Action item: In your copy of the records, include every word exactly and no pictures.

== Source material ==

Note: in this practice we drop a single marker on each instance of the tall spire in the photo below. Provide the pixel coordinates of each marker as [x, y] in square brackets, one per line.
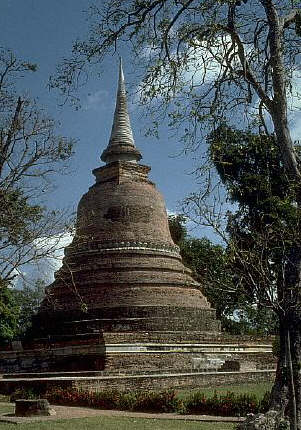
[121, 146]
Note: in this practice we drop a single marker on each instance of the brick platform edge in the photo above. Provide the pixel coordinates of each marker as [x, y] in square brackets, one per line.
[138, 382]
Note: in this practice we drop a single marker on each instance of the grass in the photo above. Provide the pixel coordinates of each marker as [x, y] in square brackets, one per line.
[258, 389]
[113, 423]
[105, 423]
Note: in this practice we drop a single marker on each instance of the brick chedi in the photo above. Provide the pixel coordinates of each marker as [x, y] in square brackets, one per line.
[122, 272]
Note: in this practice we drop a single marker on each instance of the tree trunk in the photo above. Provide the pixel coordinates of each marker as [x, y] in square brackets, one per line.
[286, 393]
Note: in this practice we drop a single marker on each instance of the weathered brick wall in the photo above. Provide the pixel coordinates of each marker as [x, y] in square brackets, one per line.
[196, 380]
[180, 362]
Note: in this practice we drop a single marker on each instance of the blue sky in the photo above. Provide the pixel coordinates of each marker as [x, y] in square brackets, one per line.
[42, 32]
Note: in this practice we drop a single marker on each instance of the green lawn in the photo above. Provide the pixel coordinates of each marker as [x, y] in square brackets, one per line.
[257, 389]
[104, 423]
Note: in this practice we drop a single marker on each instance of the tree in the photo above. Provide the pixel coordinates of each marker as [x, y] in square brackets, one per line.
[9, 314]
[28, 300]
[206, 60]
[213, 268]
[30, 153]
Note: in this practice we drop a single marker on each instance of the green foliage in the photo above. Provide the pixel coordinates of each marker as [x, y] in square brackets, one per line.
[9, 315]
[212, 266]
[23, 393]
[265, 227]
[17, 217]
[146, 401]
[28, 300]
[30, 153]
[228, 404]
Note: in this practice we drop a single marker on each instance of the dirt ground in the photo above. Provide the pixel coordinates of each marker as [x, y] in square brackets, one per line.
[69, 412]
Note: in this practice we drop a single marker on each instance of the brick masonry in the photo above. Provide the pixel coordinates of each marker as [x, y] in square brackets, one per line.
[122, 272]
[139, 382]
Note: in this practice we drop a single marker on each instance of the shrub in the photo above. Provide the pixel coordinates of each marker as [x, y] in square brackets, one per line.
[229, 404]
[164, 401]
[149, 401]
[23, 393]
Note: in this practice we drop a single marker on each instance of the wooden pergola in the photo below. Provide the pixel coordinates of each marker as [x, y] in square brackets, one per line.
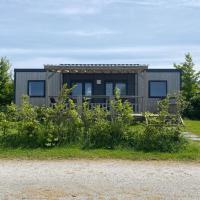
[96, 68]
[100, 68]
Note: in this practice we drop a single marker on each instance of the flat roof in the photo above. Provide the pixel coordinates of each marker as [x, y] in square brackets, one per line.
[96, 68]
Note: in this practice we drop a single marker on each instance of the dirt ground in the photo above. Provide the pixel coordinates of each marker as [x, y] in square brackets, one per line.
[98, 179]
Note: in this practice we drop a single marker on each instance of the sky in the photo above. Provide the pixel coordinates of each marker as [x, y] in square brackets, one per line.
[154, 32]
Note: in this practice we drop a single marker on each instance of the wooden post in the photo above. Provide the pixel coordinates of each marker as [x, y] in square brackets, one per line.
[47, 89]
[145, 90]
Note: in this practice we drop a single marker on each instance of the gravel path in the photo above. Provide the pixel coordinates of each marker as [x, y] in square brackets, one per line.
[98, 179]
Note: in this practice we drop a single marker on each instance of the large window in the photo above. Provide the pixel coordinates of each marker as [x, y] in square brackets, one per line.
[77, 90]
[157, 89]
[88, 89]
[82, 88]
[109, 89]
[121, 87]
[36, 88]
[111, 86]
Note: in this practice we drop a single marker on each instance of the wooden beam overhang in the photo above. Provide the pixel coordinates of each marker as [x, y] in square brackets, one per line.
[97, 68]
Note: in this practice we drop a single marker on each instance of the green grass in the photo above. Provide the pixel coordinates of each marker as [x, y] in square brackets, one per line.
[190, 153]
[193, 126]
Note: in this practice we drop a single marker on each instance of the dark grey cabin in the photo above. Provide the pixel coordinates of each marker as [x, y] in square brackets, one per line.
[141, 86]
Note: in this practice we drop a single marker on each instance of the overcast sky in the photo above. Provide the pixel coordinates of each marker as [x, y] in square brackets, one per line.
[154, 32]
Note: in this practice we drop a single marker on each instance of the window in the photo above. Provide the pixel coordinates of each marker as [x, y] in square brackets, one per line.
[88, 89]
[36, 88]
[82, 88]
[109, 89]
[157, 89]
[121, 87]
[77, 90]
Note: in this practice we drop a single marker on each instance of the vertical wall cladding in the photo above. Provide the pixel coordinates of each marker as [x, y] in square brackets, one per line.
[173, 85]
[99, 89]
[21, 84]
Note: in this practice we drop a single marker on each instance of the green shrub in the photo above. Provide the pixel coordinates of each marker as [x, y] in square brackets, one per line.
[157, 138]
[193, 109]
[121, 119]
[98, 134]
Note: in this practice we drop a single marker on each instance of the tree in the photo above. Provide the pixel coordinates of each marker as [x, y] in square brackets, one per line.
[190, 78]
[6, 83]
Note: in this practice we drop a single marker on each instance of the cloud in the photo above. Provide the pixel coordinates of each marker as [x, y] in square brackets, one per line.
[87, 33]
[105, 50]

===

Answer:
Note: in this practice we drop a single marker on each instance of the tall spire in the photo below. Provide the pixel coordinates of each marker as [x, y] in square brackets, one per line.
[121, 146]
Note: in this practice we drop a single marker on each instance of the brick platform edge in the photo above. Provide the pixel coordinates of each marker as [x, y] in square brackets, one per line.
[138, 382]
Note: in this practice we drop a single marker on each instance of the grass in the photo above. Provide the pixel coordinates of each marker as [x, y] in square brackets, one per line.
[258, 389]
[113, 423]
[105, 423]
Note: in this practice we drop a single marker on each instance of the brick chedi in the photo above. Provide the pixel coordinates of each marker as [x, y] in square brackets, one per line.
[122, 272]
Note: in this practice we drop a single marker on each instance of the tree trunk in the photo above. Provide the pixel coordinates of each marker as [x, y] in square brackets, one per line.
[286, 393]
Note: in this practice we drop a single marker on each instance of the weathered brick wall in the photo above. Provide the pixel coordinates of each marker as [x, y] in square brackets, one per line.
[196, 380]
[180, 362]
Note: in this practice we drop a single marker on each instance of the blue sky in the photo above. Provide the pixel coordinates of each marker as [x, y] in square brackets, one per line.
[42, 32]
Note: in this practice we drop a single marker on each instance of the green lawn in the photo above. Provide the pixel coordinates of each marker as [x, y] in square brackets, one per line.
[257, 389]
[104, 423]
Note: in this practice we drop a single marker on each instance of the tree in the photo above. Provide the pixel coordinates of each marker as [x, y] in square brackets, one per line.
[9, 314]
[28, 300]
[206, 60]
[213, 268]
[30, 153]
Note: in this practice we drop a single marker on each instance of the green foliage in the photo above. Provide the pixel coordinates of each marker as [x, y] in square brackets, one per line.
[9, 315]
[212, 266]
[23, 393]
[265, 227]
[17, 217]
[146, 401]
[28, 300]
[30, 153]
[228, 404]
Note: in this practice we drop a single marker on each instance of the dirt ground in the photo above. Provide the pixel coordinates of each marker as [x, y] in square brackets, one per line.
[69, 412]
Note: in this practice we drop a single marker on each instance of the brick masonry in the photo above. Provide the pixel coordinates of each marker as [x, y] in square brackets, one per line.
[122, 272]
[139, 382]
Note: in this practice we drop a single marker on each instance of the shrub in the photo above. Provide the pixel coordinates of each marker as [x, y] in square brackets, one per line.
[229, 404]
[164, 401]
[149, 401]
[23, 393]
Note: in this practice we drop a single marker on each instance of the wooden pergola in the photo below. Provide the pixel coordinates of each marker as [x, y] in square brackets, one per line.
[96, 68]
[100, 68]
Note: in this practice we drop a single marker on each instance of the flat roof in the photo above. Provide the pixel coordinates of each marker as [x, y] in square brackets, one per line.
[96, 68]
Note: in this practice we drop a single marker on each instance of the dirt ground in the photo above. Provide the pixel coordinates of each marker as [x, y] in square brackets, one per line.
[98, 179]
Note: in this practice we drop a single marker on each instance of the sky in the photo above. Provide the pixel coordinates of each marker as [x, y] in square brackets, one per line.
[154, 32]
Note: in this practice we drop a single marker on each instance of the wooden post in the photo above. Provide the pixel coordinates of each marker as [x, y] in square brackets, one per line.
[47, 89]
[145, 90]
Note: in this practice we drop a single marker on each instance of the gravel path in the photo above. Provide the pixel coordinates of each marker as [x, y] in square brackets, one per line.
[98, 179]
Note: in this practice we drop a single marker on each instance of the large window in the photo above. Provide the pixel coordinates of each marker as [x, y] in square brackets, one per line.
[77, 90]
[157, 89]
[88, 89]
[82, 88]
[109, 89]
[121, 87]
[36, 88]
[111, 86]
Note: in this practice we drop a single marker on each instance of the wooden beam overhang in the photo above. Provide the pixel coordinates of each marker as [x, y] in square brackets, one per line.
[97, 68]
Note: in this practice we drop a single marker on each instance of the green grass in the photo above. Provide the pixel coordinates of each marker as [x, y] in square brackets, one per line.
[190, 153]
[193, 126]
Note: in this practice we drop a single marker on each instance of the dark grey cabin in the photo above. Provide the pixel coordinates of each marker as [x, y] in square brackets, one per line.
[141, 86]
Note: in this practice we drop a single marker on each instance of the overcast sky in the photo above. Provide the pixel coordinates of each marker as [x, y] in square brackets, one per line.
[154, 32]
Note: in this practice we drop a single marker on each instance of the window in the photo above. Provide the pixel coordinates of each marker as [x, y] in square brackets, one per line.
[88, 89]
[36, 88]
[82, 88]
[109, 89]
[157, 89]
[121, 87]
[77, 90]
Note: in this practice we drop a single marker on each instance of the vertical wall cladding in the photo above. Provide the pixel coordinates of each marker as [x, y] in square brackets, one per line.
[173, 85]
[99, 89]
[21, 84]
Note: in this practice we drop a single marker on each instance of the green shrub in the photo above. Provide the pixel coordinates of each marker as [x, y] in square brackets, one per line.
[157, 138]
[193, 109]
[121, 119]
[98, 134]
Note: in this practice we drop a single marker on each instance of the tree in the photo above. Provide the pixel coordinates of each marker as [x, y] in square brackets, one per line.
[190, 78]
[6, 83]
Note: in this practice we drop a single marker on each instance of the cloud in the photo above. Provide the pixel coordinates of each marker as [x, y] in square brackets, one per line.
[87, 33]
[105, 50]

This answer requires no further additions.